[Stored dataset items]
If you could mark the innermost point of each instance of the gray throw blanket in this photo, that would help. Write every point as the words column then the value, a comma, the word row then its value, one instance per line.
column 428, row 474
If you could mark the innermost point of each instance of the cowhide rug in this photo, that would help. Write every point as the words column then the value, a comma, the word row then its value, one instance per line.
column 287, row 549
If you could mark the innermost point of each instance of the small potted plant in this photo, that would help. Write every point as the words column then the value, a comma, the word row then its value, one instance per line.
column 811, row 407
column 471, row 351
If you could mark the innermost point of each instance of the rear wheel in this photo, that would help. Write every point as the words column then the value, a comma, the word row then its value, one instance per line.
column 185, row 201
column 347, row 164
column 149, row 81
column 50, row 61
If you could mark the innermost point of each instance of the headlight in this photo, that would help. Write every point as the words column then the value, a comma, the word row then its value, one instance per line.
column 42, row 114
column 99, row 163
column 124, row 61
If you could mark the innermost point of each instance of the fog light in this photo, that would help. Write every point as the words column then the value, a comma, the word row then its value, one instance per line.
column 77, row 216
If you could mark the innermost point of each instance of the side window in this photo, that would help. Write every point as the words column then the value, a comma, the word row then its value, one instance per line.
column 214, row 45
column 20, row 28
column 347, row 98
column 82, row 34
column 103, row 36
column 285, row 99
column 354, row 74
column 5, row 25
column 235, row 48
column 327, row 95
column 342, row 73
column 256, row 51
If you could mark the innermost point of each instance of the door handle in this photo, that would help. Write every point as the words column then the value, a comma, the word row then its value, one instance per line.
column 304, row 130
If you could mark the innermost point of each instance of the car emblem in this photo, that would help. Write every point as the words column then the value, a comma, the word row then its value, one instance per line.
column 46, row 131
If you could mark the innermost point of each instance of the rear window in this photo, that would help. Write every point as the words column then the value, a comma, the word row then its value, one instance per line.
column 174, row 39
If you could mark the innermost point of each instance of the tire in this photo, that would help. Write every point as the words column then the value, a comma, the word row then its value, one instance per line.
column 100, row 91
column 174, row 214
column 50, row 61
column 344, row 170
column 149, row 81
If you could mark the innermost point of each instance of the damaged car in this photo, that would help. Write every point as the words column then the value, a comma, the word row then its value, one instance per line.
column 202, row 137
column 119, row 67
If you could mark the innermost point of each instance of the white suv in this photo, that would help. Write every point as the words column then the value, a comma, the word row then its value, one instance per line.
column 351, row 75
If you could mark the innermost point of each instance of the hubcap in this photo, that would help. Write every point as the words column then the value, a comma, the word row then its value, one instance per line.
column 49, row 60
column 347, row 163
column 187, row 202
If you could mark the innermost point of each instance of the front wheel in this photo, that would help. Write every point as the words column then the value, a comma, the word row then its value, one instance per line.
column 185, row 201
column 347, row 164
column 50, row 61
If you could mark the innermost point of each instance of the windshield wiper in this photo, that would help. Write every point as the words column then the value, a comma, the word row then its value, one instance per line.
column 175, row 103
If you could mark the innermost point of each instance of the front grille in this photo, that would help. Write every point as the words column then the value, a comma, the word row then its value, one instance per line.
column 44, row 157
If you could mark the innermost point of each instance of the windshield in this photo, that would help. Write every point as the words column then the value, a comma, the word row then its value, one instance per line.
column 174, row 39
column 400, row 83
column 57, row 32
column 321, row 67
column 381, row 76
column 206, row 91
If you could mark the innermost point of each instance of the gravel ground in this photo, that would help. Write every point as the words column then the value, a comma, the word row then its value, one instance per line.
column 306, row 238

● **To do**
Every entry should be retyped exactly as shown.

● **Written response**
If you could mark the innermost point of each instance of the gray throw blanket in this photo, that would help. Write every point as the words column then the value, a comma, the word row then its value, one instance per line.
column 428, row 474
If you could mark the innermost point of each instance of the cowhide rug in this photo, that would help. Write every point as the words column then the value, a comma, the word row then its value, one instance per line.
column 287, row 549
If you could mark the innermost point of each instance of the small potted plant in this photo, that would help. Write every point as the words column then the value, a comma, the word row then its value, one instance per line.
column 811, row 407
column 471, row 351
If you could mark the innermost point of each instance of the rear wheel in this photo, that would help. Write every point as the words column then the value, a comma, the word row then its value, one instance per line.
column 185, row 201
column 347, row 164
column 149, row 81
column 50, row 61
If you could mark the innermost point of each instance of the headlight in this photo, that would help. Write every point as the words column then the value, a comma, the word row then its value, one instance per line.
column 42, row 114
column 99, row 163
column 124, row 61
If you could mark the innermost point of each instance of the fog light in this photo, that would help. Write every point as the words column then the value, a comma, the word row then its value, one instance per line.
column 77, row 216
If you could mark the innermost point of each instance of the side window in this photo, that would help. Write every point as the words column then the value, a comma, the word row then its value, one instance per line.
column 214, row 45
column 20, row 28
column 347, row 98
column 82, row 34
column 103, row 36
column 285, row 99
column 354, row 74
column 5, row 25
column 235, row 48
column 327, row 95
column 342, row 73
column 256, row 51
If you could mark the innermost point of each instance of the door handle in this photo, that would help. Write every point as the words column then the value, a comma, the word row then its value, one instance per line.
column 304, row 130
If you could mark the innermost point of each instance of the car emblem in this photo, that would help. Write every point as the words column then the value, a comma, the word row then its value, one instance per line.
column 46, row 131
If you could mark the innermost point of each instance of the rear window in this photo, that would help. Write every point as the words column then the value, a comma, the word row then its value, one instance per line.
column 174, row 39
If you could mark the innermost point of each instance of the tire in this photo, that would help. Write every point as the words column then the value, a comma, the word row then its value, one instance per line.
column 100, row 91
column 174, row 214
column 50, row 61
column 344, row 170
column 149, row 81
If you could mark the innermost point of each instance of the damaged car in this photo, that would help. Write every point as the words column then the value, a comma, the word row then its value, one instance per line.
column 202, row 137
column 119, row 67
If you could mark the innermost point of each instance of the white suv in this photo, that would help. Write every point as the words column then the value, a comma, the word row then its value, one instance per line.
column 351, row 75
If you could mark the innermost point of each instance of the hubcap in this photo, that would help. Write every point as the words column then the value, a comma, the word row then its value, one instance per line.
column 49, row 60
column 347, row 163
column 187, row 202
If you could mark the innermost point of each instance of the front wheel in this photo, that would help. Write every point as the words column then the value, a comma, the word row then its value, one instance per line.
column 185, row 201
column 347, row 164
column 50, row 61
If you could mark the innermost point of each instance of the windshield wiper in this photo, that would help. Write every point as the words column then the value, a comma, the word row then its value, one instance per line.
column 175, row 103
If you could mark the innermost point of each instance of the front grille in this photo, that would help. Write every point as the words column then the value, a comma, the word row then its value, one instance per line.
column 44, row 157
If you could mark the innermost point of each instance of the windshield in this photo, that would help. Write every point as the words column then the value, a comma, the word row then its value, one instance per line.
column 174, row 39
column 400, row 83
column 57, row 32
column 321, row 67
column 381, row 76
column 206, row 91
If you could mark the innermost point of each instance of the gravel ground in this photo, that would help. Write every point as the words column then the value, a comma, the word row then its value, one instance per line.
column 306, row 238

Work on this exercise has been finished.